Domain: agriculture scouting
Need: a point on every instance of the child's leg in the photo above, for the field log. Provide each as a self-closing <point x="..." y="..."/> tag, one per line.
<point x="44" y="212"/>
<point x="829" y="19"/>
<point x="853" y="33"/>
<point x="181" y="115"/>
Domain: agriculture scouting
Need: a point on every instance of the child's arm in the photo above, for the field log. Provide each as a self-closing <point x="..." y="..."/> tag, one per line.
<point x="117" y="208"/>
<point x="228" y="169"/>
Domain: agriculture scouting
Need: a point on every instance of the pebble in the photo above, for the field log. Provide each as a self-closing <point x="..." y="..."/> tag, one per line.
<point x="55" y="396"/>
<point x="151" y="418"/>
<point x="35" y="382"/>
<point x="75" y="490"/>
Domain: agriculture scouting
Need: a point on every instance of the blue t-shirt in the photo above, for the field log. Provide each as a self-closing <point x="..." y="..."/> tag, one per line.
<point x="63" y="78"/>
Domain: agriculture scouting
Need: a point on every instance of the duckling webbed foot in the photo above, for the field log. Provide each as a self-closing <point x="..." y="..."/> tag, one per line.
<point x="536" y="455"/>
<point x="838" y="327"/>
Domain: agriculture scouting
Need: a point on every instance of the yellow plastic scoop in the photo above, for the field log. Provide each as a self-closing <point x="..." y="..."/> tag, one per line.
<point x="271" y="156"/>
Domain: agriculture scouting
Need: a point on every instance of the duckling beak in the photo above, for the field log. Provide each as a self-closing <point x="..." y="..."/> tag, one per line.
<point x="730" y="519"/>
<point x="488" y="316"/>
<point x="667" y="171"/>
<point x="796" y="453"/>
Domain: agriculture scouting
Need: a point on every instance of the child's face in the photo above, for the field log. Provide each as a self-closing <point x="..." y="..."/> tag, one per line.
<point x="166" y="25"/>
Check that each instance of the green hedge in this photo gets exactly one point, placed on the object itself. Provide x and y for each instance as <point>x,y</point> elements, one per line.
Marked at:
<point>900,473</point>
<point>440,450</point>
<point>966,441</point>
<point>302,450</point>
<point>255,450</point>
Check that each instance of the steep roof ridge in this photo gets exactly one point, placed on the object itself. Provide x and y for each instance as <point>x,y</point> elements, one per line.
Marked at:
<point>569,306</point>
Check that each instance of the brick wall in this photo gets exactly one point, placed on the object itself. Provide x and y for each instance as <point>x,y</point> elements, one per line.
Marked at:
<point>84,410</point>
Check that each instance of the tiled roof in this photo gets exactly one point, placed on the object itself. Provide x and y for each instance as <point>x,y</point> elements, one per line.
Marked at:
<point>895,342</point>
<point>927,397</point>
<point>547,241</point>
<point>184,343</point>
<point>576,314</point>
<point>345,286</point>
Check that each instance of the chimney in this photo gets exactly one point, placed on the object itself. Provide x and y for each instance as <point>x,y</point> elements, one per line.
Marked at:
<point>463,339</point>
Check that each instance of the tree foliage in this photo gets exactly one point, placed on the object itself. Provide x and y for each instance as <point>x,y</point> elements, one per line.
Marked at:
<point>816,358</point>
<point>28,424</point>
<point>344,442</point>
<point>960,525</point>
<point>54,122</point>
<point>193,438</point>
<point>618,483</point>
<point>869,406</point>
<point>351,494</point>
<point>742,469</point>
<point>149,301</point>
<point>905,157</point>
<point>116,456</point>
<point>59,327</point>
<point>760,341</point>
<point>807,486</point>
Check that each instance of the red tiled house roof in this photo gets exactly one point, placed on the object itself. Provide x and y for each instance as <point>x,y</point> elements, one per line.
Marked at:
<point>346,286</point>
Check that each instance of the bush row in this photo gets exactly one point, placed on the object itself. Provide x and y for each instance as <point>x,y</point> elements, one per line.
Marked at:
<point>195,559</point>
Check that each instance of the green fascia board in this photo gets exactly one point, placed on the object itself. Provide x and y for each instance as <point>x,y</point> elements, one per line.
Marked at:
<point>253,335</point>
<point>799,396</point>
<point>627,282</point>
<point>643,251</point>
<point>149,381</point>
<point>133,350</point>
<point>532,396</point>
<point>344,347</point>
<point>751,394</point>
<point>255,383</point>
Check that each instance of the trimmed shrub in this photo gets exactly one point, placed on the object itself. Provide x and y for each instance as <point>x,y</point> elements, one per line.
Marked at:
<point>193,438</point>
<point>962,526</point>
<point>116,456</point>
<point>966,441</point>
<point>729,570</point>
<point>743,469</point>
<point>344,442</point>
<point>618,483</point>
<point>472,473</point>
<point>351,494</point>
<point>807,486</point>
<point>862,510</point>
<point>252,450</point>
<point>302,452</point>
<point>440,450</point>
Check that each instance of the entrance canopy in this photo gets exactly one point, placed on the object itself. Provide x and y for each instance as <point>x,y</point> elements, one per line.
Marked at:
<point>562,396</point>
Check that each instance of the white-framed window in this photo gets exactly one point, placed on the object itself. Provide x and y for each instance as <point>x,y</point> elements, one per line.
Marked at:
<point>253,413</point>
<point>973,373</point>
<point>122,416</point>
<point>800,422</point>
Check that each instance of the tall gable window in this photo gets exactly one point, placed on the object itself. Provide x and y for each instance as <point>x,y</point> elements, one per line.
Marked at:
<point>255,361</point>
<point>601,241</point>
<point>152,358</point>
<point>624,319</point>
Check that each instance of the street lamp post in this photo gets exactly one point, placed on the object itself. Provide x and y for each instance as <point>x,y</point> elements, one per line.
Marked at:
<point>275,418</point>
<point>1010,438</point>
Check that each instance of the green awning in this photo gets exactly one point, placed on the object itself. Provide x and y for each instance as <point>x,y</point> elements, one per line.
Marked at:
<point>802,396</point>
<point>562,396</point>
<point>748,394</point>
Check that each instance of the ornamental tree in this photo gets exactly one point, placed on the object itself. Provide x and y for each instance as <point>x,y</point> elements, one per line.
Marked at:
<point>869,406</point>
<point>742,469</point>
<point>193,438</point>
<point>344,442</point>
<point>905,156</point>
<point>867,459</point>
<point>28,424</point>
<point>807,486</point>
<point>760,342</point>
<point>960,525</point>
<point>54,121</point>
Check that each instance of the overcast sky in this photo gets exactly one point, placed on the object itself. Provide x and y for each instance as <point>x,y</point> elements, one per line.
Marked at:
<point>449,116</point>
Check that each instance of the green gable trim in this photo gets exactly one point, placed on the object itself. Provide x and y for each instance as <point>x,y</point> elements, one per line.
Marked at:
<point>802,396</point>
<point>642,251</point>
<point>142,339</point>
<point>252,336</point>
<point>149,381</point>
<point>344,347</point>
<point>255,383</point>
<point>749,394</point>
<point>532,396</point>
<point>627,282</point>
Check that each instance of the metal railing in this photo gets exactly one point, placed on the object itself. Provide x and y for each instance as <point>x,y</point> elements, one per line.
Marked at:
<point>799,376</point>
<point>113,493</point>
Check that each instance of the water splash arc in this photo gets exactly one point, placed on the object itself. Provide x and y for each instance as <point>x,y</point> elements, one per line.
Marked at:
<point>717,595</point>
--------------------
## PROBLEM TO WORK ON:
Output all preceding records character for character.

## EXPECTED ANSWER:
Domain: agriculture scouting
Need: a point on every instance of the child's leg in the photo above, for the field log. Provide each as a self-closing <point x="..." y="..."/> tag, one per line.
<point x="44" y="212"/>
<point x="829" y="19"/>
<point x="853" y="33"/>
<point x="181" y="115"/>
Domain: agriculture scouting
Need: a point on every instance of the child's arm in the photo above, for the field log. Provide each as a self-closing <point x="..." y="..."/> tag, one per line.
<point x="117" y="208"/>
<point x="228" y="169"/>
Domain: agriculture scouting
Need: a point on every instance of the pebble in the photo above, for the field log. Provide each as a self-closing <point x="..." y="..."/> tag, one per line.
<point x="55" y="396"/>
<point x="151" y="418"/>
<point x="35" y="382"/>
<point x="75" y="490"/>
Domain: agriculture scouting
Need: a point on every instance of the blue t-shirt in the photo above, for the field log. Provide each as a self-closing <point x="..." y="..."/> tag, one per line.
<point x="63" y="78"/>
Domain: agriculture scouting
Need: a point on every instance of the duckling webbed foot in the photo above, for the field log. Provide each as a self-closing <point x="..." y="..."/> tag, one per line.
<point x="536" y="455"/>
<point x="838" y="327"/>
Domain: agriculture scouting
Need: a point on every instance of the yellow plastic scoop in the photo above, for the field log. Provide each as a self-closing <point x="..." y="..."/> tag, one per line.
<point x="271" y="156"/>
Domain: agriculture scouting
Need: a point on every instance of the duckling beak in the photo above, for the field log. Provide each as a self-closing <point x="..." y="..."/> tag, one per line.
<point x="730" y="519"/>
<point x="488" y="316"/>
<point x="667" y="171"/>
<point x="796" y="453"/>
Domain: agriculture scouting
Need: a point on every instance of the child's face in the photo above, for the field log. Provide each as a self-closing <point x="..." y="..."/> tag, one per line.
<point x="166" y="25"/>
Check that each instance of the green hedge in this photo gets exactly one point, placed on the object itself. Provide x and y for each instance as <point>x,y</point> elements, one per line.
Marked at:
<point>900,473</point>
<point>440,450</point>
<point>966,441</point>
<point>302,450</point>
<point>255,450</point>
Check that each instance of the steep roof ridge in this photo gets exactly one point, placed on the object itself. Provide x and y for each instance as <point>x,y</point> elements, one per line.
Marked at:
<point>569,306</point>
Check that each instance of the brick wall in this photo gets exactly one point, placed on the object itself. Provide x and y for each instance as <point>x,y</point> elements, one per line.
Marked at:
<point>84,410</point>
Check that each instance of the tiled roof in this photo gets exactly one point, placed on the object itself. Provide x and y for each instance as <point>x,y</point> elements, one per line.
Marked at:
<point>895,342</point>
<point>927,397</point>
<point>547,241</point>
<point>184,343</point>
<point>576,314</point>
<point>345,286</point>
Check that each instance of the chimney in this photo gets exactly one point, placed on the object itself. Provide x and y for each instance as <point>x,y</point> elements, one per line.
Marked at:
<point>463,339</point>
Check that each instance of the tree foliage in this photo gets exactly one point, placed on the object itself. Provide x and y for each instance as <point>x,y</point> elements, one per line.
Marked at:
<point>816,358</point>
<point>28,424</point>
<point>344,442</point>
<point>960,525</point>
<point>54,122</point>
<point>193,438</point>
<point>618,483</point>
<point>869,406</point>
<point>351,494</point>
<point>742,469</point>
<point>149,301</point>
<point>905,157</point>
<point>116,456</point>
<point>59,327</point>
<point>760,341</point>
<point>807,486</point>
Check that each instance of the red tiled house roof in this photo gets exactly one point, placed on the object itself. Provide x and y for each instance as <point>x,y</point> elements, one per line.
Marked at:
<point>346,286</point>
Check that each instance of the bush row in this photo gets exactly one point, placed on the object itself. Provide x and y for each instance as <point>x,y</point> elements, one per line.
Marked at:
<point>195,559</point>
Check that each instance of the green fascia board in this photo gets exactly one point, placed on the object itself. Provide x and y for each instance as <point>x,y</point> elements, one per line.
Marked at:
<point>253,335</point>
<point>799,396</point>
<point>627,282</point>
<point>643,251</point>
<point>149,381</point>
<point>133,350</point>
<point>532,396</point>
<point>344,347</point>
<point>751,394</point>
<point>255,383</point>
Check that each instance of the trimmed shrub in this photo gets exactly one point, placed on the object itself. Provide x and y for each instance as <point>x,y</point> elements, one per line.
Marked at:
<point>193,438</point>
<point>962,526</point>
<point>116,456</point>
<point>966,441</point>
<point>729,570</point>
<point>743,469</point>
<point>344,442</point>
<point>618,483</point>
<point>472,473</point>
<point>351,494</point>
<point>807,486</point>
<point>862,510</point>
<point>252,450</point>
<point>302,452</point>
<point>440,450</point>
Check that each instance of the entrance canopy in this photo gets exactly one point, placed on the object itself. Provide x and y for each instance as <point>x,y</point> elements, one per line.
Marked at:
<point>562,396</point>
Check that each instance of the white-framed window in this photo gets exactly one point, placed on the object itself. Provide x and y for each instance as <point>x,y</point> elements, one per line.
Marked at:
<point>253,413</point>
<point>973,373</point>
<point>122,416</point>
<point>800,422</point>
Check that each instance of the tall gable window in this photo gets exactly one point, placed on the object itself. Provide x and y for each instance as <point>x,y</point> elements, one per line.
Marked at:
<point>255,361</point>
<point>601,241</point>
<point>152,358</point>
<point>624,319</point>
Check that each instance of the street lamp post in this photo gets exactly one point, placed on the object itself. Provide x and y for each instance as <point>x,y</point> elements, one per line.
Marked at:
<point>275,418</point>
<point>1010,438</point>
Check that each instance of the green awning in this photo gets exactly one point, placed on the object itself. Provide x and y for each instance as <point>x,y</point> elements, one per line.
Marked at:
<point>802,396</point>
<point>562,396</point>
<point>748,394</point>
Check that each instance of the ornamental tree in this photo gets exactly one point, placed on the object itself. Provide x and y for each instance as <point>x,y</point> elements, one per line.
Marked at:
<point>869,406</point>
<point>742,469</point>
<point>193,438</point>
<point>344,442</point>
<point>905,156</point>
<point>867,459</point>
<point>28,424</point>
<point>807,486</point>
<point>760,342</point>
<point>960,525</point>
<point>54,121</point>
Check that each instance of the overcast sky in this photo gets exactly one point, placed on the object itself. Provide x and y for each instance as <point>x,y</point> elements, one per line.
Marked at:
<point>449,116</point>
Check that each instance of the green gable trim in this photo gets exactly one point, placed on the object itself. Provide x and y for each instance as <point>x,y</point> elements, one per line.
Marked at:
<point>802,396</point>
<point>642,251</point>
<point>142,339</point>
<point>252,336</point>
<point>149,381</point>
<point>344,347</point>
<point>255,383</point>
<point>749,394</point>
<point>532,396</point>
<point>627,282</point>
Check that each instance of the metal railing in this photo gets exactly one point, placed on the object itself. Provide x and y for each instance as <point>x,y</point> elements, one per line.
Marked at:
<point>799,376</point>
<point>113,493</point>
Check that each instance of the water splash arc in this photo gets exactly one point, placed on the object itself. Provide x and y for each instance as <point>x,y</point> elements, one per line.
Marked at:
<point>717,595</point>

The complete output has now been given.